What you are asked to do:
Output, unchanged, the lines of the listing below from the one containing "Place one pin on each instance of the white plastic" through the one containing "Place one pin on each instance of the palm tree, positioned", both ends included.

Records:
.....

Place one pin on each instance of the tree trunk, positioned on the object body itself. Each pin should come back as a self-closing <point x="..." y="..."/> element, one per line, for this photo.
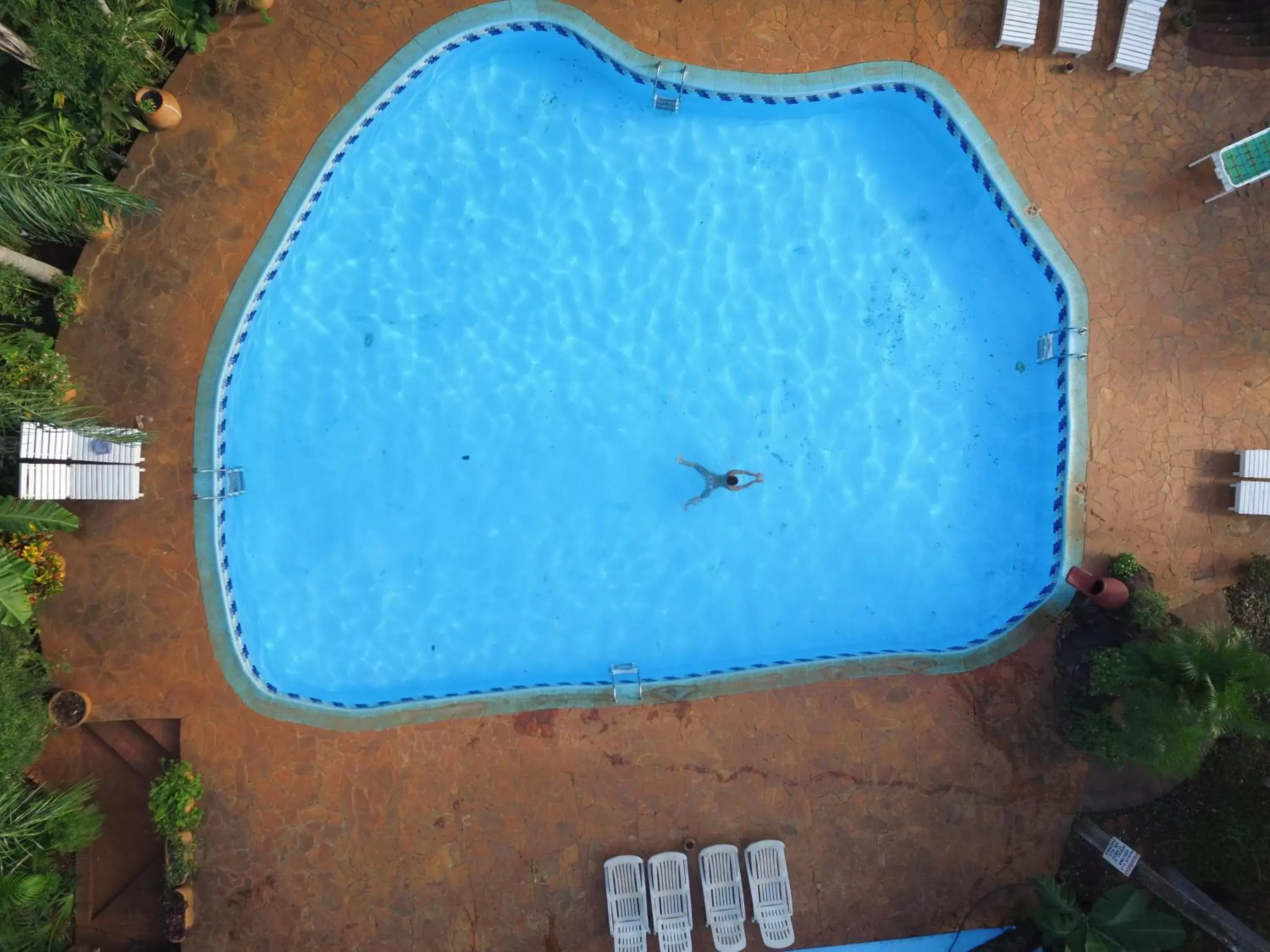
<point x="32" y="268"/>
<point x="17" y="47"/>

.....

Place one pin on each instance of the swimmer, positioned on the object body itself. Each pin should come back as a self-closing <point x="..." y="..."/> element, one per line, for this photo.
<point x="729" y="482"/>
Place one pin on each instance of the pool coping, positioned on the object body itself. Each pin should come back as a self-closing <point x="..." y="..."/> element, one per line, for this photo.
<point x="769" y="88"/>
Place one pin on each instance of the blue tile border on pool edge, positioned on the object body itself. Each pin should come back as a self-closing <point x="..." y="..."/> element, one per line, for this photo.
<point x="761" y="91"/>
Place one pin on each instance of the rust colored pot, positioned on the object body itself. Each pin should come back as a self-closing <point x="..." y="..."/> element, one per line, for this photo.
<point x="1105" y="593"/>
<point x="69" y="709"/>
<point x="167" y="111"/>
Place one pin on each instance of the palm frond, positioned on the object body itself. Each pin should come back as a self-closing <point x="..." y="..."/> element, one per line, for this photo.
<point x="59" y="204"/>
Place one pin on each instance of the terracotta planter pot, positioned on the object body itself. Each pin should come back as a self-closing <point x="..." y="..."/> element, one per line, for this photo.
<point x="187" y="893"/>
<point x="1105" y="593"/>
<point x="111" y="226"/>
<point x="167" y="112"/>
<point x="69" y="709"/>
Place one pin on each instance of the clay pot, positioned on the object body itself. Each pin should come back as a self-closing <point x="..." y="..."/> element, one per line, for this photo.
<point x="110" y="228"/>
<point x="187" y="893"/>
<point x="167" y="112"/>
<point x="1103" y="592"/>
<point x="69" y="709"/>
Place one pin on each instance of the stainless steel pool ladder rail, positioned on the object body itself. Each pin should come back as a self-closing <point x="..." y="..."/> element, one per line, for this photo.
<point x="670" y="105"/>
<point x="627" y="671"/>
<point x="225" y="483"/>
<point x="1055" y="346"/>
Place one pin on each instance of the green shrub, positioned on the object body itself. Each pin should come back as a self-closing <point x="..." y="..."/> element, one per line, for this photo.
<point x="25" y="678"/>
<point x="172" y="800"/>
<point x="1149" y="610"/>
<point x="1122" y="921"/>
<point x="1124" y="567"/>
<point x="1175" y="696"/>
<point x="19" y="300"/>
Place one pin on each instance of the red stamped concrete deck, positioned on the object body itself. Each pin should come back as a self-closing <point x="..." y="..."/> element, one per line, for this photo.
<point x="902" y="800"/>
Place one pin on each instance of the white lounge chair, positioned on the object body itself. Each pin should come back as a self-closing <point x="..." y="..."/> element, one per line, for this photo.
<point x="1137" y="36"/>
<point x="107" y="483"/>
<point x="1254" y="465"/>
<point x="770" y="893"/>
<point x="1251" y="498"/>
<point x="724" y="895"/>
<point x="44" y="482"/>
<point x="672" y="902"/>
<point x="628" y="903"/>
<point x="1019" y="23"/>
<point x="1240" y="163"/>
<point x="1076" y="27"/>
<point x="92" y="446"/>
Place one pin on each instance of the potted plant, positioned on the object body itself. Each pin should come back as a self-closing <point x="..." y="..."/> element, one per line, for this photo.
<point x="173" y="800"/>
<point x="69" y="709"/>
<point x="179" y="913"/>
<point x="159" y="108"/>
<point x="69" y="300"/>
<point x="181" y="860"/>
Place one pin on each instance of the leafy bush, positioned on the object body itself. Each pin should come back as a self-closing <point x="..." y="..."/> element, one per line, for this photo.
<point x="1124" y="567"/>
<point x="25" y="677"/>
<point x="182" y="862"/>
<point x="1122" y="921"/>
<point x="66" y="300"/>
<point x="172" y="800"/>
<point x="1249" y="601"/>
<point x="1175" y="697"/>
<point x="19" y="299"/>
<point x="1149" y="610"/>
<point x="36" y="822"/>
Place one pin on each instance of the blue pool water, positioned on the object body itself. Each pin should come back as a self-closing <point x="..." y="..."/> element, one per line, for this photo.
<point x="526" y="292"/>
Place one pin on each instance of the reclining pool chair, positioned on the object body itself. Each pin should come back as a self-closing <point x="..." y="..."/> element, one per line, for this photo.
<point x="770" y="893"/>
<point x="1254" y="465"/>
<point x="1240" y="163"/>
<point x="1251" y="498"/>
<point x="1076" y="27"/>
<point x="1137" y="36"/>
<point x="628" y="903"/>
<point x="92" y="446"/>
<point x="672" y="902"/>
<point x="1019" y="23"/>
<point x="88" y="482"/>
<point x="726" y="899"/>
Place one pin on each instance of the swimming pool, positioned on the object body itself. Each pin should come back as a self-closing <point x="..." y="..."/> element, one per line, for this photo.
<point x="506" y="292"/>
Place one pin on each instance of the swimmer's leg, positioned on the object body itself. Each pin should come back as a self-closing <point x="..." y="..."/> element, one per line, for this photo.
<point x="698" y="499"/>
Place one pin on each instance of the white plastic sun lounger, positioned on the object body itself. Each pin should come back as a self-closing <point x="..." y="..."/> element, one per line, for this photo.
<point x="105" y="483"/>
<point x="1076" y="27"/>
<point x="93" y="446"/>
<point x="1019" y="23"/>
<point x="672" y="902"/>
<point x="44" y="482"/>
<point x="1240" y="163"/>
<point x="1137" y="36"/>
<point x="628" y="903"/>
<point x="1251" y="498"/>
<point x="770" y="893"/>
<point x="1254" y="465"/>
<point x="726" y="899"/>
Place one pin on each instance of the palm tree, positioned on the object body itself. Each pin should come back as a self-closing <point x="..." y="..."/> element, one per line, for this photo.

.....

Reply to the task:
Place one pin on each instance of the white plastic sun lounger, positioned on the object body itself. Each pin should come back as a self-closing <point x="..." y="..."/> element, one per line, for this photo.
<point x="105" y="483"/>
<point x="1076" y="27"/>
<point x="93" y="446"/>
<point x="1019" y="23"/>
<point x="672" y="902"/>
<point x="44" y="482"/>
<point x="1240" y="163"/>
<point x="1137" y="36"/>
<point x="628" y="903"/>
<point x="1251" y="498"/>
<point x="770" y="893"/>
<point x="1254" y="465"/>
<point x="726" y="899"/>
Place one pin on each instance of the palm tree, positioned on the object body itself. Each pin should come back as a self-closing <point x="..." y="..."/> element, one per line, for this photo.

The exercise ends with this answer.